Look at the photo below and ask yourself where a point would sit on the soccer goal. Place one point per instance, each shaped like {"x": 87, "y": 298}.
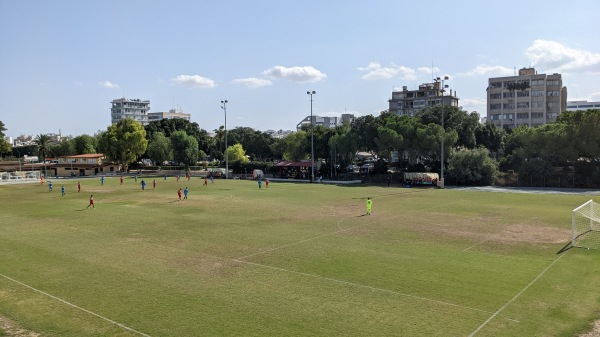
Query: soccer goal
{"x": 585, "y": 220}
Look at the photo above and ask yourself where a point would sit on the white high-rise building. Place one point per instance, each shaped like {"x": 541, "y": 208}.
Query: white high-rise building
{"x": 135, "y": 109}
{"x": 529, "y": 98}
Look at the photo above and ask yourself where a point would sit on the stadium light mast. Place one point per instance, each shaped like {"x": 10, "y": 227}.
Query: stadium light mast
{"x": 442, "y": 90}
{"x": 224, "y": 107}
{"x": 312, "y": 142}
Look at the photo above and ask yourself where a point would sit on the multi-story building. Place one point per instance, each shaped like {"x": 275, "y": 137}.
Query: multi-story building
{"x": 328, "y": 122}
{"x": 526, "y": 99}
{"x": 135, "y": 109}
{"x": 407, "y": 102}
{"x": 582, "y": 105}
{"x": 172, "y": 114}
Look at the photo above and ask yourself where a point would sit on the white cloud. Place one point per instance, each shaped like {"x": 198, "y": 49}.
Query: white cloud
{"x": 109, "y": 85}
{"x": 306, "y": 74}
{"x": 253, "y": 82}
{"x": 493, "y": 71}
{"x": 374, "y": 71}
{"x": 194, "y": 81}
{"x": 551, "y": 56}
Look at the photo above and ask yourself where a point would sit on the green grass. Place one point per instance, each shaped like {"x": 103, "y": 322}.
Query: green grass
{"x": 291, "y": 260}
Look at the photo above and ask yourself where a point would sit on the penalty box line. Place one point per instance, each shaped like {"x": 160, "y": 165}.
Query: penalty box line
{"x": 361, "y": 286}
{"x": 515, "y": 297}
{"x": 75, "y": 306}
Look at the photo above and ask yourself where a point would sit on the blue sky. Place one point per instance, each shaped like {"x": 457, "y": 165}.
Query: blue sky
{"x": 63, "y": 62}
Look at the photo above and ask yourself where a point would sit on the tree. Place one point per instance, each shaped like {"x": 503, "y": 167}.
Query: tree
{"x": 159, "y": 148}
{"x": 43, "y": 143}
{"x": 66, "y": 147}
{"x": 472, "y": 167}
{"x": 387, "y": 140}
{"x": 123, "y": 142}
{"x": 85, "y": 144}
{"x": 185, "y": 148}
{"x": 236, "y": 154}
{"x": 293, "y": 147}
{"x": 490, "y": 136}
{"x": 256, "y": 144}
{"x": 4, "y": 145}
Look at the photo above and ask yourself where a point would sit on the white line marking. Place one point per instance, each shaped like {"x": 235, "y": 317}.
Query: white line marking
{"x": 309, "y": 239}
{"x": 516, "y": 296}
{"x": 360, "y": 285}
{"x": 75, "y": 306}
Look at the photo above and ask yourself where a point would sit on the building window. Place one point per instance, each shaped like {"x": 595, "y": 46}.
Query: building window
{"x": 537, "y": 93}
{"x": 522, "y": 116}
{"x": 537, "y": 82}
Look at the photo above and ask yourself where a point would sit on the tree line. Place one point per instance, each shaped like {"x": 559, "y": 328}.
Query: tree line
{"x": 475, "y": 153}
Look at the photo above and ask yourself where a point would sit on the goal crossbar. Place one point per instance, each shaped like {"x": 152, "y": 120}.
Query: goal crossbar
{"x": 585, "y": 222}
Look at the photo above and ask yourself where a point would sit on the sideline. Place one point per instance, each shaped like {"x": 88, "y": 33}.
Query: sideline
{"x": 76, "y": 306}
{"x": 515, "y": 297}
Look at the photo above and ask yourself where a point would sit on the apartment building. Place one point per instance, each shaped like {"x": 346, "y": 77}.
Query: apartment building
{"x": 135, "y": 109}
{"x": 408, "y": 102}
{"x": 528, "y": 98}
{"x": 172, "y": 114}
{"x": 328, "y": 122}
{"x": 582, "y": 105}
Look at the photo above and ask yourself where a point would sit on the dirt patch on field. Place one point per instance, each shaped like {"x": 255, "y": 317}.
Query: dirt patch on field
{"x": 529, "y": 233}
{"x": 205, "y": 265}
{"x": 11, "y": 328}
{"x": 507, "y": 233}
{"x": 595, "y": 330}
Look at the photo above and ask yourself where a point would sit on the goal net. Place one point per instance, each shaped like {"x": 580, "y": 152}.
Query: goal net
{"x": 585, "y": 221}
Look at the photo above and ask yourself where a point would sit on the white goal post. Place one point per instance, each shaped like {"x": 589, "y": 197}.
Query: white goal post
{"x": 585, "y": 221}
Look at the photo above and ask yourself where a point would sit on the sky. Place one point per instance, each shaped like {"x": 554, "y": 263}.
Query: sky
{"x": 62, "y": 62}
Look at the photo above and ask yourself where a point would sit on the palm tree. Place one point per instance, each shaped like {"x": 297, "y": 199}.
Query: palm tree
{"x": 43, "y": 142}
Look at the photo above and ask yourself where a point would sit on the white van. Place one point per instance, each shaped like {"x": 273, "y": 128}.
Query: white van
{"x": 257, "y": 174}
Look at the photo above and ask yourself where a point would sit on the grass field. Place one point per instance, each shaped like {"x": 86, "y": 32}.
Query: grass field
{"x": 291, "y": 260}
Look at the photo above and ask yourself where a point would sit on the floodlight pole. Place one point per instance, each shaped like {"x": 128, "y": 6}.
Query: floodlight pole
{"x": 19, "y": 152}
{"x": 224, "y": 107}
{"x": 312, "y": 142}
{"x": 442, "y": 90}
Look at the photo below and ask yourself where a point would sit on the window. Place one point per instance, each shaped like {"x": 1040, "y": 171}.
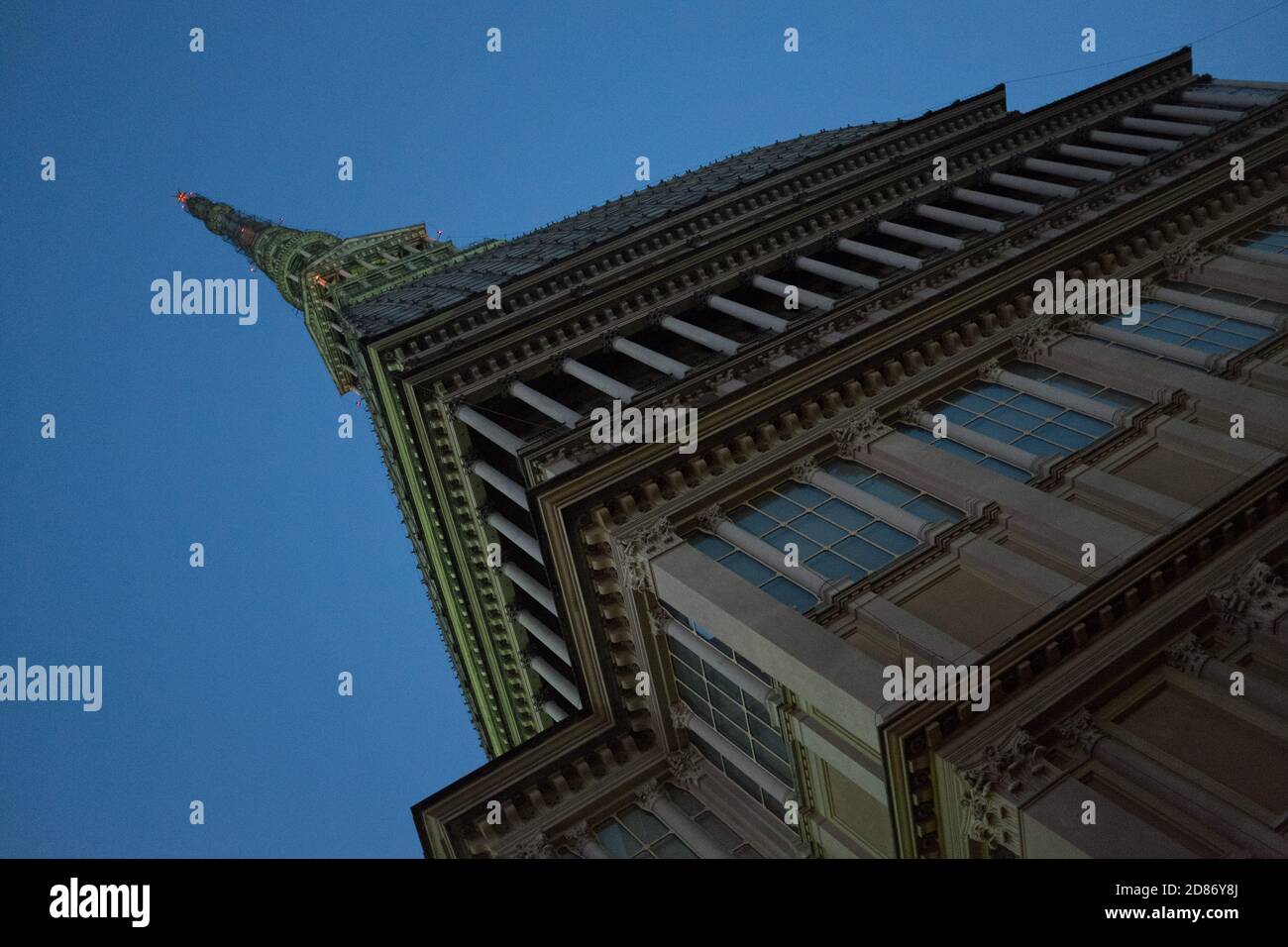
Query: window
{"x": 833, "y": 538}
{"x": 1202, "y": 331}
{"x": 1078, "y": 385}
{"x": 1271, "y": 240}
{"x": 737, "y": 715}
{"x": 635, "y": 832}
{"x": 711, "y": 823}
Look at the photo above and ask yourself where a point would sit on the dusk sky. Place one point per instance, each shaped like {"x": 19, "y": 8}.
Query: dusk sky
{"x": 219, "y": 684}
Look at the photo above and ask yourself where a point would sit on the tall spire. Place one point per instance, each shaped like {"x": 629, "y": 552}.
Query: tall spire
{"x": 281, "y": 253}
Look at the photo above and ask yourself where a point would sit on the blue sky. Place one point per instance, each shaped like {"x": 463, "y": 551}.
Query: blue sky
{"x": 220, "y": 684}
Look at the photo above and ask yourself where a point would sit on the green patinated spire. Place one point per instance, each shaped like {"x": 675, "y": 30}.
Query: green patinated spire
{"x": 281, "y": 253}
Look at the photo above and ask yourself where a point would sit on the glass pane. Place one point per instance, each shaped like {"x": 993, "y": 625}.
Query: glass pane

----------------------------------------

Goal of the exercise:
Skipping the pictures, transcribe each line above exactly as it appears.

Answer to the exercise:
Look at the photo below and ask yourself where a point would sit on the soccer goal. Place one point per instance, each shaped like {"x": 87, "y": 298}.
Query: soccer goal
{"x": 585, "y": 220}
Look at the photo above and ask yourself where a point would sit on the white high-rise building. Place one point per instance, each shaped like {"x": 541, "y": 208}.
Query: white high-rise building
{"x": 135, "y": 109}
{"x": 529, "y": 98}
Look at the photo above and ask yourself where a point would sit on the stadium light mast. Place one point per instance, each shaped like {"x": 10, "y": 227}.
Query: stadium light mast
{"x": 442, "y": 90}
{"x": 224, "y": 107}
{"x": 312, "y": 142}
Look at the photo above and ask yourself where a point would sit on the multi-story building. Place one point per instance, each shaped like {"x": 275, "y": 137}.
Query: multi-story building
{"x": 328, "y": 122}
{"x": 526, "y": 99}
{"x": 135, "y": 109}
{"x": 407, "y": 102}
{"x": 582, "y": 105}
{"x": 172, "y": 114}
Look at the photo above and ask yourself where a point would sit on the white cloud. Place one point per instance, each shaped like {"x": 198, "y": 49}.
Query: white cloud
{"x": 109, "y": 85}
{"x": 306, "y": 74}
{"x": 253, "y": 82}
{"x": 493, "y": 71}
{"x": 374, "y": 71}
{"x": 194, "y": 81}
{"x": 551, "y": 56}
Look at the photo above and ask yourself where a point would sit on the green grass. Place one point per instance, each shaped like {"x": 103, "y": 322}.
Query: green grass
{"x": 291, "y": 260}
Look at the photo above and ask yourself where a point would sit on the penalty box line. Place one point per instance, each shaped like {"x": 160, "y": 165}.
Query: penalty box line
{"x": 361, "y": 286}
{"x": 515, "y": 297}
{"x": 75, "y": 306}
Look at the photo above and ask yourself where a point would sit on the blue sky. Place one point per instance, each shaped like {"x": 457, "y": 165}.
Query: blue sky
{"x": 63, "y": 62}
Look at the photo above and ask yourself where a point would sit on the tree. Place one point per instance, each shaped like {"x": 503, "y": 167}.
Query: tree
{"x": 159, "y": 148}
{"x": 43, "y": 143}
{"x": 66, "y": 147}
{"x": 472, "y": 167}
{"x": 387, "y": 140}
{"x": 123, "y": 142}
{"x": 85, "y": 144}
{"x": 185, "y": 148}
{"x": 236, "y": 154}
{"x": 293, "y": 147}
{"x": 490, "y": 136}
{"x": 256, "y": 144}
{"x": 4, "y": 145}
Look at the photo above and ask yourself where a point would sit on the white line marking. Place one point per instance, each shaped like {"x": 235, "y": 317}.
Query: white line marking
{"x": 309, "y": 239}
{"x": 516, "y": 296}
{"x": 360, "y": 285}
{"x": 75, "y": 306}
Look at the photo above and ask yourself where a point would sit on the building window. Place one point per instance, each shaped like {"x": 595, "y": 46}.
Query: building window
{"x": 537, "y": 93}
{"x": 522, "y": 116}
{"x": 537, "y": 82}
Look at the photo above and ask yourself where a point would sit on the tree line. Place one point per instance, each shaped like {"x": 559, "y": 328}.
Query: tree line
{"x": 475, "y": 153}
Look at the photo above and ask yourself where a point would sit on the goal crossbar. Place one point per instance, each shaped like {"x": 152, "y": 120}.
Query: goal crossbar
{"x": 585, "y": 222}
Look at the photo above and ask yourself where a point would sit on the sideline. Place one point per instance, each shaped like {"x": 88, "y": 33}.
Query: sideline
{"x": 76, "y": 306}
{"x": 515, "y": 297}
Look at the photo above and ask yourself where a point would sit on the apartment building. Place one point per instance, each shaped like {"x": 346, "y": 77}.
Query: apartment building
{"x": 135, "y": 109}
{"x": 408, "y": 102}
{"x": 528, "y": 98}
{"x": 172, "y": 114}
{"x": 328, "y": 122}
{"x": 582, "y": 105}
Look at the photo above and ask yourself where a point would sit on the dirt patch on field. Place one point per instance, each shaped like {"x": 255, "y": 317}.
Query: dirt patch on field
{"x": 529, "y": 233}
{"x": 205, "y": 265}
{"x": 11, "y": 328}
{"x": 507, "y": 233}
{"x": 595, "y": 330}
Look at the photo above and ask yourself where a point would sit on the goal net. Place one point per instance, each shaped like {"x": 580, "y": 152}.
Query: goal net
{"x": 585, "y": 221}
Look at the photo above and ask yourself where a point would sit on the white goal post. Place one point per instance, each shaped like {"x": 589, "y": 197}.
Query: white goal post
{"x": 585, "y": 221}
Look at the photo above and ask yourself where a point would sit on the sky. Place one point per instance, each shaped like {"x": 554, "y": 263}.
Query: sky
{"x": 62, "y": 62}
Look at the photo above and ask yourself where a point would sit on the palm tree. Place one point per instance, each shaped like {"x": 297, "y": 199}.
Query: palm tree
{"x": 43, "y": 142}
Look at the photo above and ask yourself where a point would sit on the white van. Place one point per instance, each shaped like {"x": 273, "y": 128}.
Query: white van
{"x": 257, "y": 174}
Look at the photo above and ask yourself where a point would sit on the grass field. Place one point per instance, each shaped like {"x": 86, "y": 32}.
Query: grass field
{"x": 291, "y": 260}
Look at the photo above and ask yourself where a point would sit on the floodlight pole. Place one point per instance, each shaped like {"x": 128, "y": 6}.
Query: floodlight pole
{"x": 19, "y": 152}
{"x": 224, "y": 107}
{"x": 312, "y": 142}
{"x": 442, "y": 90}
Look at the photo below and ask yourself where a point would sit on the window. Place one point per instance, each shaped like {"x": 1040, "y": 171}.
Query: window
{"x": 833, "y": 538}
{"x": 1202, "y": 331}
{"x": 1078, "y": 385}
{"x": 1271, "y": 240}
{"x": 737, "y": 715}
{"x": 635, "y": 832}
{"x": 711, "y": 823}
Look at the photo above and ask yourself where a point would sit on the dusk sky. Place one point per instance, each shaped like {"x": 19, "y": 8}.
Query: dusk sky
{"x": 219, "y": 684}
Look at the photo above and ask yourself where a point would sit on the tall spire. Place one point per instance, each shaped like {"x": 629, "y": 552}.
Query: tall spire
{"x": 281, "y": 253}
Look at the photo above and ask yourself where a point would sit on the blue sky. Place one point per instance, each shaped like {"x": 463, "y": 551}.
Query: blue sky
{"x": 220, "y": 684}
Look at the photo above and ask yourself where a point would sit on the green patinated spire. Place one point per instance, each shaped like {"x": 675, "y": 30}.
Query: green patinated spire
{"x": 281, "y": 253}
Look at the photo above and ask yourself where a point would sit on the glass pane. Place one point per instance, each shaped like {"x": 993, "y": 625}.
Query: glass pane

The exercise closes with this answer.